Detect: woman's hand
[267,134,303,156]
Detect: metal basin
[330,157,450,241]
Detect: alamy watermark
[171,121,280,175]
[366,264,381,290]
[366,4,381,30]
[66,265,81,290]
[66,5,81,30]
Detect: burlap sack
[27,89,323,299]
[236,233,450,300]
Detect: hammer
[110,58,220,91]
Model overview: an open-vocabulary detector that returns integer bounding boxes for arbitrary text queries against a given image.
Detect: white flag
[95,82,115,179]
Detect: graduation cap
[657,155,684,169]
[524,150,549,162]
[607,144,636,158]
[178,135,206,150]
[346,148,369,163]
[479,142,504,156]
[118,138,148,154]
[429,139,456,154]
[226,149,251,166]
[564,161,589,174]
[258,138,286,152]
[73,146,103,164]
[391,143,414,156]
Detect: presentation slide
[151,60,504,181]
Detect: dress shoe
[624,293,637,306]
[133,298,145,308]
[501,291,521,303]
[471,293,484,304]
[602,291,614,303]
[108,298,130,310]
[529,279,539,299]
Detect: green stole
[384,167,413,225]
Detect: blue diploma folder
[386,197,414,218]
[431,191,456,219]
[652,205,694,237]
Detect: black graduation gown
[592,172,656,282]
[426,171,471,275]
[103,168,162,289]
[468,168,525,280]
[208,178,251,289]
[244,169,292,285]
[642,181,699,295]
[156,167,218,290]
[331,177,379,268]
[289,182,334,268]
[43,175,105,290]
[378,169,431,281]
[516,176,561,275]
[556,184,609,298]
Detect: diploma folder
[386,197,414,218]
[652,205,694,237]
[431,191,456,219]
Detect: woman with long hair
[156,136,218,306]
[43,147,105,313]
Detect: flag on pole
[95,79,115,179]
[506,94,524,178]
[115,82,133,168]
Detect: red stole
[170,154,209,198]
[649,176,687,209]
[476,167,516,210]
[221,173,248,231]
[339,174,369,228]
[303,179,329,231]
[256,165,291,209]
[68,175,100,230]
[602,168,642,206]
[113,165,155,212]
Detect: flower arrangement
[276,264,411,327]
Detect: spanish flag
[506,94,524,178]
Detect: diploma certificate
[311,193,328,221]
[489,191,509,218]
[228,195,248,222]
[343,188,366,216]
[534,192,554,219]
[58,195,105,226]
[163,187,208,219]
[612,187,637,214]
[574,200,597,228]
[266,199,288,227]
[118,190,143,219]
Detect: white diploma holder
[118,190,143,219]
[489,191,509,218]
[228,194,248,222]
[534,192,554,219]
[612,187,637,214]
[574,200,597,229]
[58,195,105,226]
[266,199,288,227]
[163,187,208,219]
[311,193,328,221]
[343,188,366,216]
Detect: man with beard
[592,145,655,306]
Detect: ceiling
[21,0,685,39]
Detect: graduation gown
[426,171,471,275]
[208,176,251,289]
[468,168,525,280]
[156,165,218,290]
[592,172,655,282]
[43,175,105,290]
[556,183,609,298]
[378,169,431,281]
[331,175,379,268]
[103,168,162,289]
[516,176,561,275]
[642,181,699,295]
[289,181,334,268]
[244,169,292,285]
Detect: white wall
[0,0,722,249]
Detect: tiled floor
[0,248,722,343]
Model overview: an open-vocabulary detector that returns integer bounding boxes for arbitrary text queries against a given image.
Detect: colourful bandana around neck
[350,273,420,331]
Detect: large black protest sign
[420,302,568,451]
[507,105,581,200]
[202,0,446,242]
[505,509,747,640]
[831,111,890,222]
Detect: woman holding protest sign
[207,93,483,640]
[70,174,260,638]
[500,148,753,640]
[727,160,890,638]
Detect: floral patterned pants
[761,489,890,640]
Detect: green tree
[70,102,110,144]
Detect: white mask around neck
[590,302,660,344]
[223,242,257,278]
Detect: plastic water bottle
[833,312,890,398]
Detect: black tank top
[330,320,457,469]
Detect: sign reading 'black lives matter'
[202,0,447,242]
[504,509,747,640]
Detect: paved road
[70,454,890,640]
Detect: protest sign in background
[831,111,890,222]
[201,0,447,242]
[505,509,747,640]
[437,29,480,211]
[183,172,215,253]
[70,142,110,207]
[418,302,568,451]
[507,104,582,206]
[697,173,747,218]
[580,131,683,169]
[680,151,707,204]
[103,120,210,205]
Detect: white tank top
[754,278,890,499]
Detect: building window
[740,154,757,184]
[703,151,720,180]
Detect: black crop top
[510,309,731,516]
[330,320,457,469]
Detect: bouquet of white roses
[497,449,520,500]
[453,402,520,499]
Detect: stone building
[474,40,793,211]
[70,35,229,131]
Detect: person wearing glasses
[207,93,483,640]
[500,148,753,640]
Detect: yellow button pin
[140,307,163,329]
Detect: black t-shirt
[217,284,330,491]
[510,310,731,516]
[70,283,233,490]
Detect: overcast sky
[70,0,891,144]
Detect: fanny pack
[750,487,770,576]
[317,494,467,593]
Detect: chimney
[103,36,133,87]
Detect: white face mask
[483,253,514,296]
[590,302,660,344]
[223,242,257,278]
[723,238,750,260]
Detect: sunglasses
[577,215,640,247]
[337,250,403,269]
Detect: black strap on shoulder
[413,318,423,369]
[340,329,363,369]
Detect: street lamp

SHORT PROBLEM: Please return every line above that contains the word "with".

ANSWER FOR THE TASK:
Detect: woman with long hair
Detect: man with beard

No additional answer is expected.